** Start DATASET RECORDS **

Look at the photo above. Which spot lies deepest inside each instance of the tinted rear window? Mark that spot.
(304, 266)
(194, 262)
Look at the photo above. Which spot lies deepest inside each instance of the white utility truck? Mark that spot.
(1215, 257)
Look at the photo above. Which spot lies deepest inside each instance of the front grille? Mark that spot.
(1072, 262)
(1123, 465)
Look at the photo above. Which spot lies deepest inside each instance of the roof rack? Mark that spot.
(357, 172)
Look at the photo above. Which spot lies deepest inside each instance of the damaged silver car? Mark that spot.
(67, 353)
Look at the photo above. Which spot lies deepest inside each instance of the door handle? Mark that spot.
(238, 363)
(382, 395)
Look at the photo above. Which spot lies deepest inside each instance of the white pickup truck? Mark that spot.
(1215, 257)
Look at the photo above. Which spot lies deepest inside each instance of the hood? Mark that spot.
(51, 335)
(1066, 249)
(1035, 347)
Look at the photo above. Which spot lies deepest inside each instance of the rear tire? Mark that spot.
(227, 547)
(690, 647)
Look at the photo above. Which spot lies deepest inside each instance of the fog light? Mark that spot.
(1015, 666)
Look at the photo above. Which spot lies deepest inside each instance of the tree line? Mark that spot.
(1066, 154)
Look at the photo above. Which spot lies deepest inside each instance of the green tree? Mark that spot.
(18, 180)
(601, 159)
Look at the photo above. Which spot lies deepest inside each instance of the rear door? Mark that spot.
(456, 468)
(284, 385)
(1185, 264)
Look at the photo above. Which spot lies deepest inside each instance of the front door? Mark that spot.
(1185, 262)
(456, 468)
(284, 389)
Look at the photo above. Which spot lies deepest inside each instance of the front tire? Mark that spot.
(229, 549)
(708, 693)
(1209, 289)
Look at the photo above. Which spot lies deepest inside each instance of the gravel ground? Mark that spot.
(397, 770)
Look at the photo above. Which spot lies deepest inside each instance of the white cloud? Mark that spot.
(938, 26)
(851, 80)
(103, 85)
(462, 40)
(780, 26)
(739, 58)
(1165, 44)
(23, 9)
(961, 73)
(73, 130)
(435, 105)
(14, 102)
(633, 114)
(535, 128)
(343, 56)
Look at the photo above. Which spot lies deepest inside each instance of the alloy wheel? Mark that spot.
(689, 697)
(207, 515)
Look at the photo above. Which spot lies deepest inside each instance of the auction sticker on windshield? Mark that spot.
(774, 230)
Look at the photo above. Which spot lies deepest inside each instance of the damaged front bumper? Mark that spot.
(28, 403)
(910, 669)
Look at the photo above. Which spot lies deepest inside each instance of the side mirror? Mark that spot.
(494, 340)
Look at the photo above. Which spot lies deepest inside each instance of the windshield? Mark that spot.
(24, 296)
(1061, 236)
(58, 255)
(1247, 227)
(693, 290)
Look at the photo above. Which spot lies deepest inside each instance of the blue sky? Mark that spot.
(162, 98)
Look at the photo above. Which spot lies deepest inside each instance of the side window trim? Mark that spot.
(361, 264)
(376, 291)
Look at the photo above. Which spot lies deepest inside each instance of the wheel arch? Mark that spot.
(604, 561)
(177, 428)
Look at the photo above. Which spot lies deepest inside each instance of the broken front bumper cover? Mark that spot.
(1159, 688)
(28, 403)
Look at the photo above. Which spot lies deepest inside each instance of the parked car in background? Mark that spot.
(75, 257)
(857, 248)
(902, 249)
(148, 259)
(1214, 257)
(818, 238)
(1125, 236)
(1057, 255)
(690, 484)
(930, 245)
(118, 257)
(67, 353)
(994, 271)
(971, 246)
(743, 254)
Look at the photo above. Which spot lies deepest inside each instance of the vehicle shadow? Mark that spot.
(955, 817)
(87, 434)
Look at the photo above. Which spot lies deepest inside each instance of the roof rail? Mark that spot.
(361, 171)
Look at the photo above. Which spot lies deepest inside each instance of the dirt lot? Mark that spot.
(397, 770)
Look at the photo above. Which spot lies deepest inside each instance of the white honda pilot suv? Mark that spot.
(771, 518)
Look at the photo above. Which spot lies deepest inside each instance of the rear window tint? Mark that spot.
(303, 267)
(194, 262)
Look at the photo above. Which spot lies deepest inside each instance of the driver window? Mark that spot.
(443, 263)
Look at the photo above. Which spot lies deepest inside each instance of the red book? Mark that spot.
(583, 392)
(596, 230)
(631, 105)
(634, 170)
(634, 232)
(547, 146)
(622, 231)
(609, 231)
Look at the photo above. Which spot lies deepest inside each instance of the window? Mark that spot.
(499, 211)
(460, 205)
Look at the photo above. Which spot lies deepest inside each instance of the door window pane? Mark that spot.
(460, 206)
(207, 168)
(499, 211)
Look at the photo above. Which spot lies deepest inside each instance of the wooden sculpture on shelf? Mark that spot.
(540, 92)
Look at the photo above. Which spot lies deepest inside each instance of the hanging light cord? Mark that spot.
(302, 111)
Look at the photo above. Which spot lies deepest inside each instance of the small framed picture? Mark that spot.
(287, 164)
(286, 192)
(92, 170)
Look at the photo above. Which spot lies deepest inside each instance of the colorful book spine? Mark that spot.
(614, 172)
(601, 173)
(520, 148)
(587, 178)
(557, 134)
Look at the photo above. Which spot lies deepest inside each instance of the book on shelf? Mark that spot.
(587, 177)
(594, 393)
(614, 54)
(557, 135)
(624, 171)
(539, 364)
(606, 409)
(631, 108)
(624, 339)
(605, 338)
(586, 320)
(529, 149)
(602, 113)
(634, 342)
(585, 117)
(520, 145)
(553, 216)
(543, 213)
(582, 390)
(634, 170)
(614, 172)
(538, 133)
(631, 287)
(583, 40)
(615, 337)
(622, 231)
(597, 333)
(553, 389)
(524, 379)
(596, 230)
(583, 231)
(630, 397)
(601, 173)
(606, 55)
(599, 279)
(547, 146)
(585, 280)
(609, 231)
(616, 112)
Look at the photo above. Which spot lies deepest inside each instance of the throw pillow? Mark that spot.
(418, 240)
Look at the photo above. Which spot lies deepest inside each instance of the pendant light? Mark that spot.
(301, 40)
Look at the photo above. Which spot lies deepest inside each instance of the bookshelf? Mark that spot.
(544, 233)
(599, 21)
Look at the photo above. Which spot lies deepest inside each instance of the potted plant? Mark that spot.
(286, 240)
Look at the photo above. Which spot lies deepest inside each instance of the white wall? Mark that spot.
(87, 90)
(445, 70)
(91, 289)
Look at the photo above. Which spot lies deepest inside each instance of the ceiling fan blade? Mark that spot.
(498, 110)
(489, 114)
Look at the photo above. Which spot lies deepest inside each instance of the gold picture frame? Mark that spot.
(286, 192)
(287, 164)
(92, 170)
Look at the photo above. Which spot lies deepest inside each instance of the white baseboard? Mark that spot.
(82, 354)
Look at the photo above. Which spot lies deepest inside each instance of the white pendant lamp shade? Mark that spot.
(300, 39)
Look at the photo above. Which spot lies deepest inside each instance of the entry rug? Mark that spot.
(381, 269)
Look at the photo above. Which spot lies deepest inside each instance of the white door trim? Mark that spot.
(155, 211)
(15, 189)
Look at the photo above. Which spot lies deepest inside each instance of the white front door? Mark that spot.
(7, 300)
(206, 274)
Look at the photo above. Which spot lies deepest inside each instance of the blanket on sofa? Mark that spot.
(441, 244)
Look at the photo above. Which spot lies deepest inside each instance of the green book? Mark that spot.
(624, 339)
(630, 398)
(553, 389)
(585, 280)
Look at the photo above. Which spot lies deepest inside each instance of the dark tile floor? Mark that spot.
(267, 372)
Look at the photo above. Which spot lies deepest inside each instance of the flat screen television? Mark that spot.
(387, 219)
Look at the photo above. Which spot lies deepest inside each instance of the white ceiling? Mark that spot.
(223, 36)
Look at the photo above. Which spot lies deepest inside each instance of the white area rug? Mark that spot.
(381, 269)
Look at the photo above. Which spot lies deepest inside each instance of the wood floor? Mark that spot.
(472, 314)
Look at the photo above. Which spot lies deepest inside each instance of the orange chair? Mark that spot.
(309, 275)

** End DATASET RECORDS **

- AIM -
Output, unchanged, the lines from the line with "green book? Mark that spot." through the final line of the material.

- TASK SOLUTION -
Look at the photo above. Which spot lies deepest inside each instance of the green book? Mark that spot.
(624, 339)
(630, 398)
(553, 389)
(585, 280)
Look at the photo above. Which spot lies deepest inside each instance of the dark tile floor? Mark that spot.
(267, 372)
Look at the photo above. Which spot lies deepest inside each instance of the flat screen television? Mark that spot.
(387, 219)
Look at the photo above. Which spot lies deepest inside each instance of the white ceiling? Mark that spot.
(223, 36)
Look at the photo above. Which spot lies deepest inside each instance of the white area rug? Mark that spot.
(381, 269)
Look at the photo above. Which spot lies deepest inside each instance of the wood floor? Mark that spot.
(472, 314)
Look at the photo above. Which spot lies deepest inside each instance of the orange chair? Mark that spot.
(309, 275)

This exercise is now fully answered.